WORK ITEM:
Nothing in the entries should change; repeat them exactly.

Data excerpts:
==========

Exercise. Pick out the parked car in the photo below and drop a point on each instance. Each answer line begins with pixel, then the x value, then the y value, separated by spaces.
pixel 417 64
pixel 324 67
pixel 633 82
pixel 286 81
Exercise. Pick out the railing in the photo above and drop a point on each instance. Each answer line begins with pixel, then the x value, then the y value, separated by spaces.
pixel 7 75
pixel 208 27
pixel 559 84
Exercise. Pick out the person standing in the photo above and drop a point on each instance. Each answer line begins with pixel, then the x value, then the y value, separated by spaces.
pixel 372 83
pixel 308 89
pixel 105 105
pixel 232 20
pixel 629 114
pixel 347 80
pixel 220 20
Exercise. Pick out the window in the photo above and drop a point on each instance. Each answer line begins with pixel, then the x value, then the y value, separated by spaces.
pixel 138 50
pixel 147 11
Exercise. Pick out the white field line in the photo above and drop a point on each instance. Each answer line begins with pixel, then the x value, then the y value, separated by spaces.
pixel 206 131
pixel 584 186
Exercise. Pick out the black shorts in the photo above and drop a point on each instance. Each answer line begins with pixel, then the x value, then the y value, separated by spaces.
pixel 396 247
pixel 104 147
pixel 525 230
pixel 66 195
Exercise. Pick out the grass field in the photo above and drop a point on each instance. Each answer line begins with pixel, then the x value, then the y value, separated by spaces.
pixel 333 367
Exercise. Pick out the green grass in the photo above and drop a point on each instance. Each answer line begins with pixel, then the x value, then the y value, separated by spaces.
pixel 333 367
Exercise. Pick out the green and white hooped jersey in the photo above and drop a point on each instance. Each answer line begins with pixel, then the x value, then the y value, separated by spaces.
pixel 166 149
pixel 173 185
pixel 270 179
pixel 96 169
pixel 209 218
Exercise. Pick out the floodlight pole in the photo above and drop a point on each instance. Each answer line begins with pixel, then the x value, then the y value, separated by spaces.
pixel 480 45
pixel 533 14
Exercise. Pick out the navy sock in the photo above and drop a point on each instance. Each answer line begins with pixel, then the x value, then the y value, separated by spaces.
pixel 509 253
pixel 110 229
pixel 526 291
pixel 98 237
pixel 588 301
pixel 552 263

==========

SOLUTION FOR THIS TASK:
Exercise. Pick out the parked car in the photo below and drop a point on each instance. Each answer line begins with pixel, then the x value, then the y value, separated by spaces.
pixel 417 64
pixel 324 67
pixel 633 82
pixel 286 81
Exercise. Pick out the railing in the photo above and drop a point on each instance. Each answer line begins with pixel, then the x value, then the y value, separated by spaces.
pixel 7 75
pixel 208 27
pixel 559 84
Exercise. Pick out the person standing in the photo above and drop a point on each instance. Each answer line begins with pixel, then the x value, then the y value, separated by spaces.
pixel 372 83
pixel 308 89
pixel 105 105
pixel 232 20
pixel 629 114
pixel 347 80
pixel 220 20
Exercise. Pick out the window in the photo above and drop a point on each instance. Each answer line begins with pixel, then the x value, then the y value, separated by spaces.
pixel 138 50
pixel 147 11
Exercise. Pick out the white field line in the photo above and drop a point on each instance. Each answer line begins with pixel, then the x value, then the y value, separated by spaces.
pixel 206 131
pixel 584 186
Exercise. Pick out the black shorts in the photo above and drop a point on each instance. Each answer line begins with pixel, then the x value, then the y value, separated by spaces.
pixel 396 247
pixel 104 147
pixel 525 230
pixel 66 195
Exercise. Pick out the grass field in the photo above and drop a point on each instance. Each answer line begins with pixel, then the x value, then the y value, separated by spaces.
pixel 333 367
Exercise. Pick out the green grass in the photo above and drop a point on each instance. Each answer line begins with pixel, then the x value, then the y value, separated by spaces.
pixel 333 367
Exercise. Pick out the green and white hooped jersey in the photo above and drop a point on each instance. Each answer line begins with pixel, then the x value, then the y value, separated by spaces.
pixel 166 149
pixel 173 185
pixel 270 179
pixel 96 169
pixel 209 218
Exercise. Pick out the floodlight pole in the photo above and drop a point on each instance. Each answer line begins with pixel, then the x value, then the y value, separated by spaces.
pixel 480 45
pixel 533 14
Exercise. Pick out the navy sock in the photo above and drop a point on each instance. Each answer line begins with pixel, then the x value, then the y value, separated by spaces.
pixel 509 253
pixel 110 229
pixel 526 291
pixel 98 237
pixel 588 301
pixel 552 263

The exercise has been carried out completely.